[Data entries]
>>

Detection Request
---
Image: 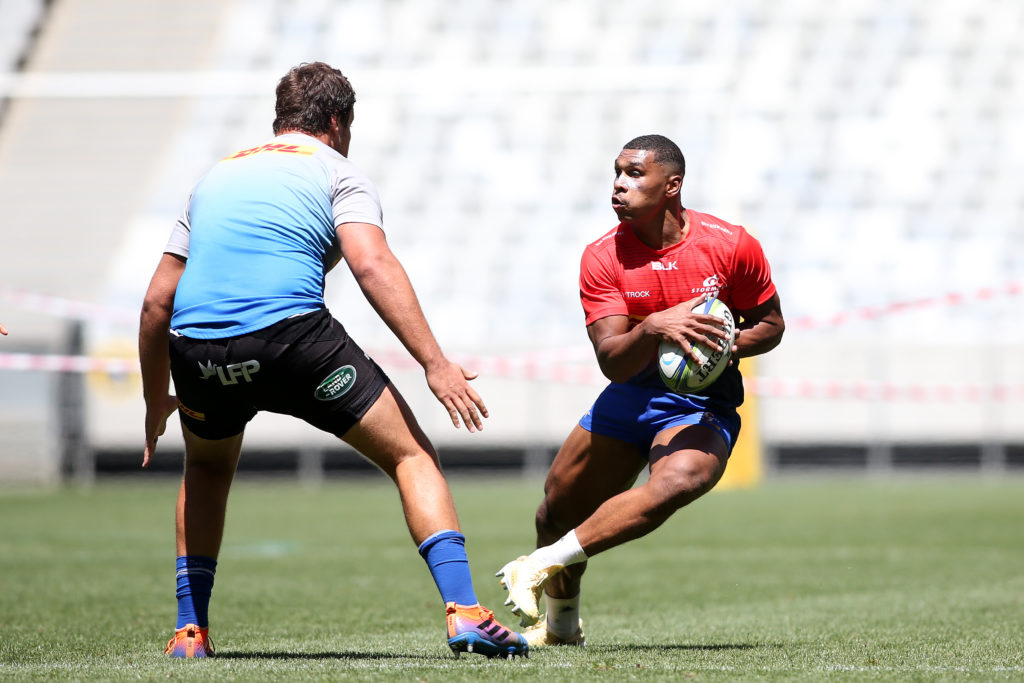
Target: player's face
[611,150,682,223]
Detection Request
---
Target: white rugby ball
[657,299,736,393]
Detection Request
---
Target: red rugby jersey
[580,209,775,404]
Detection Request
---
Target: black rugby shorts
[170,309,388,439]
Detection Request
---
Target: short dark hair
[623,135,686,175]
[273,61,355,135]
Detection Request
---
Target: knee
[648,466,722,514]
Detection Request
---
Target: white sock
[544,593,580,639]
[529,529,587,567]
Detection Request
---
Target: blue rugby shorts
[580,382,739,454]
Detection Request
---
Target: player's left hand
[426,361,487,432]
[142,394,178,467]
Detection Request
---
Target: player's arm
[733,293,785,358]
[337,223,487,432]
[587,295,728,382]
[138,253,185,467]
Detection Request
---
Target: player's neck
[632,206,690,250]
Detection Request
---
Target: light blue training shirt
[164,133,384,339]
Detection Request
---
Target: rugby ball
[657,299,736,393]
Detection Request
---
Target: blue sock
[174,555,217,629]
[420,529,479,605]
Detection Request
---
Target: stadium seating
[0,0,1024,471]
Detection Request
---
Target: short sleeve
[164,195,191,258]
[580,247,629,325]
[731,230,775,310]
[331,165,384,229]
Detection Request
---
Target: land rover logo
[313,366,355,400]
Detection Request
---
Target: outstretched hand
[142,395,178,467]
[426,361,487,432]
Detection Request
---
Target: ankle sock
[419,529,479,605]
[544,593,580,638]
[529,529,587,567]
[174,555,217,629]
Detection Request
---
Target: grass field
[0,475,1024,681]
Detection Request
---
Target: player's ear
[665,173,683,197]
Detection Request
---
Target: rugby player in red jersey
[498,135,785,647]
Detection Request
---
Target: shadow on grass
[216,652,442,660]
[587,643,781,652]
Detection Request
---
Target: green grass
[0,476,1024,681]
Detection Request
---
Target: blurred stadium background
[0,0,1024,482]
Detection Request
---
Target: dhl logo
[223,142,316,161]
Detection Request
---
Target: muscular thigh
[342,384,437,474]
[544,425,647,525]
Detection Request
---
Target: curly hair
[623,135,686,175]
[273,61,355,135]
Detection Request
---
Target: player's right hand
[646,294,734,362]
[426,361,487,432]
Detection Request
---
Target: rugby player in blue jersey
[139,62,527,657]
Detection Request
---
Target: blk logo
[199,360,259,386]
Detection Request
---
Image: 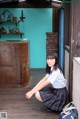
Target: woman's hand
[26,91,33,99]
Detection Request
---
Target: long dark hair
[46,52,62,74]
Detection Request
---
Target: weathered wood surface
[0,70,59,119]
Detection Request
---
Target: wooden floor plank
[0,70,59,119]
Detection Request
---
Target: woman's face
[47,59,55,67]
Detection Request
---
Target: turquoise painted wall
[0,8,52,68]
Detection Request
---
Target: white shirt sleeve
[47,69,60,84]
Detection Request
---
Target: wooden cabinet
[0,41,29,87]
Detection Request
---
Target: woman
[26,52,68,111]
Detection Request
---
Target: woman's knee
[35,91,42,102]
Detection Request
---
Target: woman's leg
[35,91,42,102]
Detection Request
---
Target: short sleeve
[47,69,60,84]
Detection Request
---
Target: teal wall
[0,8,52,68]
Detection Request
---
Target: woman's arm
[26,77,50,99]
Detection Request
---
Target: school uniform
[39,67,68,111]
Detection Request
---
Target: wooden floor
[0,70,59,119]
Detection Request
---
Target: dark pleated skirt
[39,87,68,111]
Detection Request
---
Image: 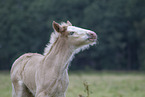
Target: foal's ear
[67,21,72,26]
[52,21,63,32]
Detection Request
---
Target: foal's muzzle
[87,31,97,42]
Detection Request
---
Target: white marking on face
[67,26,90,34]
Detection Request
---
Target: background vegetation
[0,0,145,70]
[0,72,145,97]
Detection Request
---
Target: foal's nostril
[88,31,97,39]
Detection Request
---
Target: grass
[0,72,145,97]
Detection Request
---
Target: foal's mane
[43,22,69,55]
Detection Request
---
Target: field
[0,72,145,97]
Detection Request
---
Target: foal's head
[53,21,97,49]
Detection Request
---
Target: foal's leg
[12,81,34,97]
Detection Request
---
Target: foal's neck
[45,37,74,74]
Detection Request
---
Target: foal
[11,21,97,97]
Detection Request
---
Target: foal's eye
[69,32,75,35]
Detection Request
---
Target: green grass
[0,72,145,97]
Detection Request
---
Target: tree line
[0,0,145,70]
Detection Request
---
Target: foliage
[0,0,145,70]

<<
>>

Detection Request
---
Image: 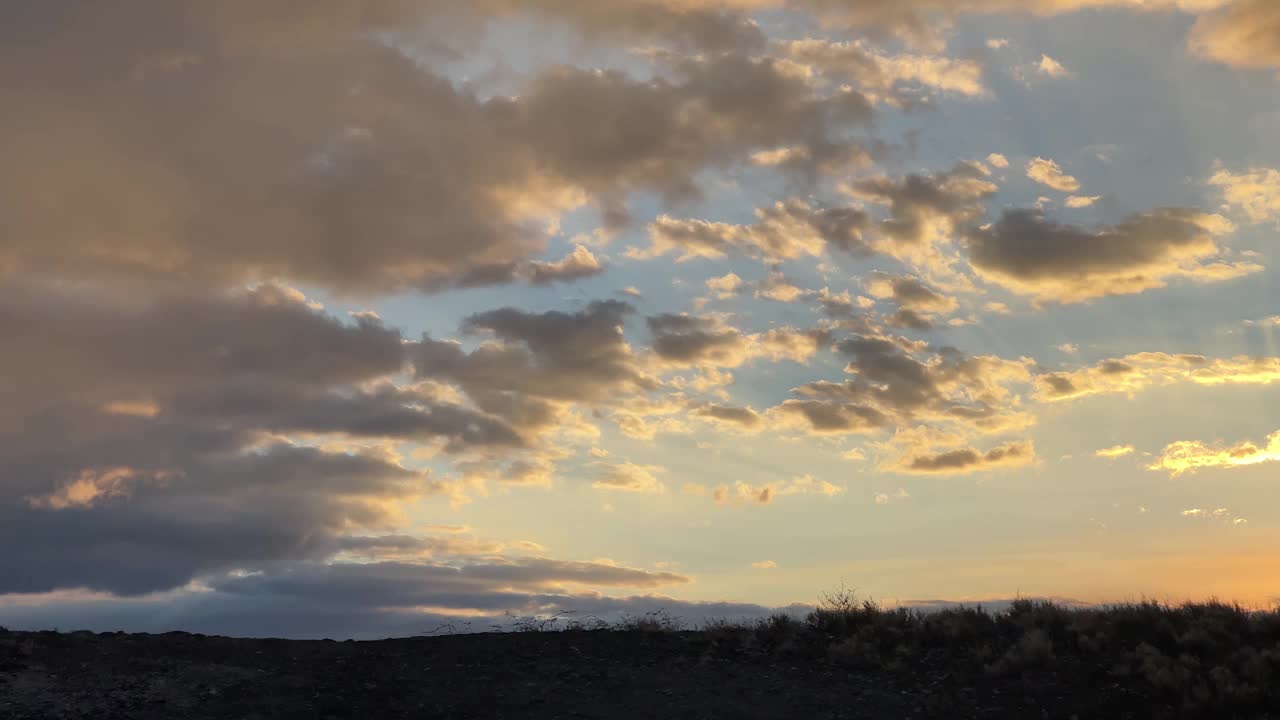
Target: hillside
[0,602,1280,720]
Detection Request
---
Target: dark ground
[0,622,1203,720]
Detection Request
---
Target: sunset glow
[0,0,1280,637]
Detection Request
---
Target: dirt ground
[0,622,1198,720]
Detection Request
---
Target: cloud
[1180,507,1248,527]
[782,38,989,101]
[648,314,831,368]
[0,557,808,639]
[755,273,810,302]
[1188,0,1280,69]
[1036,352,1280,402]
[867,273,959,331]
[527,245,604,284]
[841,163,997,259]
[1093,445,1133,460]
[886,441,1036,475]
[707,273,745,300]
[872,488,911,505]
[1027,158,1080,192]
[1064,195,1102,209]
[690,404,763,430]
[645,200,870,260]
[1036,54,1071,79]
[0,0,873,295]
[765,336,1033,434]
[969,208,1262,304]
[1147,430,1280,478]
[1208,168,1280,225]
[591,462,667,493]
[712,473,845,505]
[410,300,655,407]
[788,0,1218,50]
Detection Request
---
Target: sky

<<

* Problem description: Extract every line from the items above that contains the string "dark". Matches must have the same letter case.

* Exercise result:
Target: short dark hair
Target: long dark hair
Target: dark pleated skirt
Target: dark ground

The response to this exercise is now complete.